It has been a few years since I first read John Adams.  I decided to re-read the book for the purpose of reviewing it.  McCullough’s work as an author is a testament that history does not have to be boring.  When one thinks of all the titans of this era, in some ways Mr. Adams comes up a little short.  Regulated to history as ‘number 2’ the one-term president who follows George Washington and who precedes Thomas Jefferson, John Adams is not typically thought of as the most interesting of the founders.  That was until 2001, when McCullough wrote this stunning book about a man whom without there may not have been a United States of America.
Young Abigail and John Adams

            McCullough traces John Adams time as a young lawyer who is a loyal subject of the British Empire.  After the abuses to what Adams believes are the rightful liberties of British subjects that the colonists are entitled, he would go to Congress and take up the cause of independence.  His performance at the Congress was second to none.  It was John Adams that nominated George Washington to command the continental army.  It was Adams, who with Jefferson and Franklin, would bring the Congress around to declaring the nation’s independence from the British crown.  McCullough also shows how it was not as neat in tidy as in the classic paintings.  In fact, the Founding Fathers themselves contributed to that misconception.
                
“In later years, Jefferson would entertain guests at Monticello with descriptions of black flies that so tormented the delegates, biting through their silk hose that they had hurried the signing along as swiftly as possible.  But at the time Jefferson wrote nothing of the occasion, not did John Adams.  In old age, trying to reconstruct events of that crowed summer, both men would stubbornly and incorrectly insist that the signing took place of July 4.” (p.138)
Franklin, Adams, and Jefferson


            After securing the nation’s independence Adams spends a great deal of time abroad in foreign courts trying to win over allies to the American cause.  In this he often becomes loggerheads with Ben Franklin.  Adams was one of the diplomats who help negotiate the Treaty of Paris (1783) where American independence was recognized by the British Empire.  He would be the first American to represent his country in the Court of St. James.  Adams found he rather liked King George III, all things considered, and McCullough points out the two men had a great deal in common.
 
“His Majesty the King of England and the new American minister to the Court of St. James’s were not without common interests and notable similarities.  Like John Adams, King George III was devoted to farming.  Seldom was His Majesty happier than when inspecting his farms, or talking crops and Merino sheep with his farm workers at Windsor.  Like Adams, the King had a passion for books.  The difference, as with the farming, was mainly a matter of scale.  His private library was one of the treasures of Britain.  During Adams’s earlier stay in London, the American painter Benjamin West had arranged a tour of the royal quarters at Buckingham House, and for Adams the high point had been seeing the King’s library.  He wished he could stay a week, Adams had said.” (p.333)

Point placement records
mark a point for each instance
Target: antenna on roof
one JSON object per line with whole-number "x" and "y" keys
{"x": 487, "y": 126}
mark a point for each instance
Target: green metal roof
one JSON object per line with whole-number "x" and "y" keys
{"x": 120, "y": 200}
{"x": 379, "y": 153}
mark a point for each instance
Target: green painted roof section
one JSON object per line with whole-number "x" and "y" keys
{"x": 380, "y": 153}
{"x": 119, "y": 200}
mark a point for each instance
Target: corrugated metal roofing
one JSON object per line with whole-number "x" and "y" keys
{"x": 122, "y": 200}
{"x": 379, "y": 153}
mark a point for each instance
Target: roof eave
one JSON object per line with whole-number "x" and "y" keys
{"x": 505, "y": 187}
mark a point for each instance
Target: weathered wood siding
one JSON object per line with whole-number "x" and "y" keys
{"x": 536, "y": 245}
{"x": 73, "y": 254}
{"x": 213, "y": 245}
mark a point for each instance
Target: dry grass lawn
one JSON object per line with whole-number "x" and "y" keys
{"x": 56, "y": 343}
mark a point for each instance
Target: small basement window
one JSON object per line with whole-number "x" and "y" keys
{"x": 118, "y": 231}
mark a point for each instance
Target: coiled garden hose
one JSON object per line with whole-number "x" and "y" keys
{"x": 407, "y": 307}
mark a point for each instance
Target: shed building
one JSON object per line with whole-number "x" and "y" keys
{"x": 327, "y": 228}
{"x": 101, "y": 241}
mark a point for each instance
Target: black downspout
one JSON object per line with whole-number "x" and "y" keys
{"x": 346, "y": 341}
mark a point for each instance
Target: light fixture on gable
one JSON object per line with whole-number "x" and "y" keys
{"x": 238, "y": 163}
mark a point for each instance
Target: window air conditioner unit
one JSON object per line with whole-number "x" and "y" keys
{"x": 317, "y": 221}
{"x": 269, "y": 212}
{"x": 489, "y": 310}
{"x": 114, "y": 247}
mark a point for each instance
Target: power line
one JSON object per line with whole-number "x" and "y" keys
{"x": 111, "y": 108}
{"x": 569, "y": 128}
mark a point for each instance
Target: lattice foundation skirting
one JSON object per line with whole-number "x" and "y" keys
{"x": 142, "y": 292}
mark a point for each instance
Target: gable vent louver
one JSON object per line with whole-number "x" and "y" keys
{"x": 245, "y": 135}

* _Objectives_:
a – Answer these questions from the John Adams book review:
(i) Whom did Adams nominate to command the continental army?
(ii) Which treaty did Adams help negotiate?
(iii) In what year did McCullough write the book?
b – Rewrite the part of the John Adams book review starting at "After securing the" and ending at "deal in common.", putting "Benjamin Franklin" in place of "Ben Franklin".
c – Write the next part of the John Adams book review, picking up right after its last sentence.
You won't need the rows for any of this.

* _Results for each task_:
a –
(i) George Washington
(ii) The Treaty of Paris (1783)
(iii) 2001

b –
After securing the nation’s independence Adams spends a great deal of time abroad in foreign courts trying to win over allies to the American cause.  In this he often becomes loggerheads with Benjamin Franklin.  Adams was one of the diplomats who help negotiate the Treaty of Paris (1783) where American independence was recognized by the British Empire.  He would be the first American to represent his country in the Court of St. James.  Adams found he rather liked King George III, all things considered, and McCullough points out the two men had a great deal in common.

c –
Mr. Adams meets the King

            A good deal of the book is dedicated to Adams relationship with his children, his daughter ‘Nabby’ (Young Abigail), his future president son John Quincy, and his other two useless sons, Charles and Thomas.  Most important however is the relationship with his life partner, Abigail.  America clearly has many Founding Fathers, if it were to have any Founding Mothers Abigail Adams would certainly be a strong candidate for the title.  In many ways she was her husband’s superior especially where money was concerned.  Jefferson pointed out the reason Adams was better off than he was financially, is because of Mrs. Adams running of their family finances.
  
“As she predicted, the bill for the Bank of the United States passed by a sizable majority, despite opposition from Madison and Jefferson, who urged the President to exercise a veto on constitutional grounds.  But Hamilton’s views carried greater weight with Washington, who signed the bill on February 25.
            Better versed on financial matters than her husband, Abigail wanted to invest immediately in government securities, but as she told Cotton Tufts, ‘Mr. Adams held to his faith in land as true wealth.’” (p.428)
            When Adams returned from Europe he was elected Vice President of the United States.  The first to hold this office, the record that Adams would set tie breaking votes he would cast as President of the Senate is a record that still stands to this day.  In 1796, he would go on to win the first contested presidential election in U.S. history.  As the first president ever to succeed a president he had no history to turn to.  He kept Washington’s entire cabinet that was loyal to Hamilton, instead of him, in office.  Adams would still manage to keep this country away from war with France and do so with America’s honor intact.  Yet he would lose the election of 1800.
“What was surprising—and would largely be forgotten as time went on—was how well Adams had done.  Despite the malicious attacks on him, the furor over the Alien and Sedition Acts, unpopular taxes, betrayals by his own cabinet, the disarray of the Federalists, and the final treachery of Hamilton, he had, in fact, come very close to winning in the electoral count.  With a difference of only 250 votes in New York City, Adams would have won with an electoral count of 71 to 61.  So another of the ironies of 1800 was that Jefferson, the apostle of agrarian America who loathed cities, owed his ultimate political triumph to New York.” (p.556)
            In his final public act he would choose John Marshall as Chief Justice of the United States.  As the famous scene played out Adams asked Marshall who he should appoint.  Marshall in response says he does not know.  Adams responds with ‘I think I will appoint you'.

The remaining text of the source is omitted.